● **GIVEN RECORDS**:
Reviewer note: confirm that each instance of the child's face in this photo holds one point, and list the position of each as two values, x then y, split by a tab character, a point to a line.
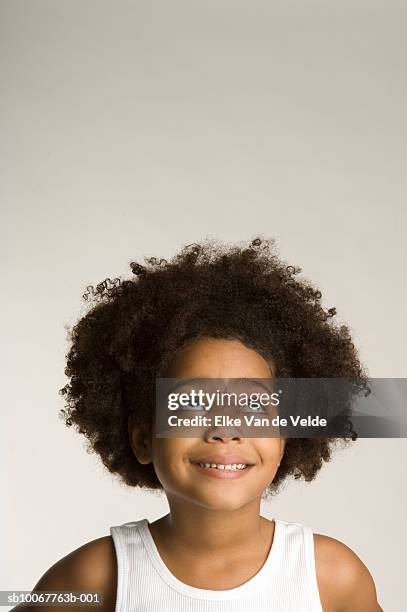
173	458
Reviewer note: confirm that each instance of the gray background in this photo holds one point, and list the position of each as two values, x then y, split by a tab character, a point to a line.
131	128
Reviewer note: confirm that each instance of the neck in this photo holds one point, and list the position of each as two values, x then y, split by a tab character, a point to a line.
212	530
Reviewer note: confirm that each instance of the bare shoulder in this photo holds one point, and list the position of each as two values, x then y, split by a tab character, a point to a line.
92	567
345	583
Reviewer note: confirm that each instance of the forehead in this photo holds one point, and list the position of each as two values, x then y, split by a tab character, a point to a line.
219	358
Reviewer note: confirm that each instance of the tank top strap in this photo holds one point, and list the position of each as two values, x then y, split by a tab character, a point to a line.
286	581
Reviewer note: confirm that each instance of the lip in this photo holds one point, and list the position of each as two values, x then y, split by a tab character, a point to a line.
227	459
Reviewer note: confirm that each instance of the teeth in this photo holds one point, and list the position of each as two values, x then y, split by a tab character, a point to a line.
221	466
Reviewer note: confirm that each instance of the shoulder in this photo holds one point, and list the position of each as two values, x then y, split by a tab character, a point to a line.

● **WHAT YOU ARE ASKED TO DO**: Output every line of the entries above as a Markdown table with the columns Row and Line, numbering each row and skipping blank lines. Leave the pictures out of the table.

● **EXERCISE RESULT**:
| Row | Line |
|---|---|
| 1 | Reviewer note: confirm that each instance of the child's face in this photo holds one point, and list the position of each as two values, x then y, split by a tab character, a point to a line. |
| 2 | 173	458 |
| 3 | Reviewer note: confirm that each instance of the gray background in this photo holds one point, and list the position of each as two values, x then y, split by a tab character, a point to a line. |
| 4 | 131	128 |
| 5 | Reviewer note: confirm that each instance of the neck in this photo holds one point, and list the position of each as two values, x then y, split by a tab character, a point to a line. |
| 6 | 212	530 |
| 7 | Reviewer note: confirm that each instance of the bare shoulder in this photo holds one point, and list the position of each as two values, x then y, split by a tab character, a point to a line. |
| 8 | 92	567 |
| 9 | 345	583 |
| 10 | Reviewer note: confirm that each instance of the forehead in this photo holds one point, and list the position of each as two values, x then y, split by a tab character, a point to a line. |
| 11 | 219	358 |
| 12 | Reviewer note: confirm that each instance of the tank top strap in this photo holds one point, and list the position of each as two values, x then y, split by a tab character, a point to a line. |
| 13 | 286	581 |
| 14 | Reviewer note: confirm that each instance of the lip in this photo holds one point, and list the position of each as two values, x then y, split by a tab character, a point to a line. |
| 15 | 227	459 |
| 16 | Reviewer note: confirm that each instance of the teeth in this photo holds one point, and list the position of each as two values, x then y, split by a tab character, a point to a line. |
| 17 | 221	466 |
| 18 | Reviewer note: confirm that each instance of the shoulder in this photo holds one point, and list the position of each as two values, x then y, split by a tab character, a point to a line. |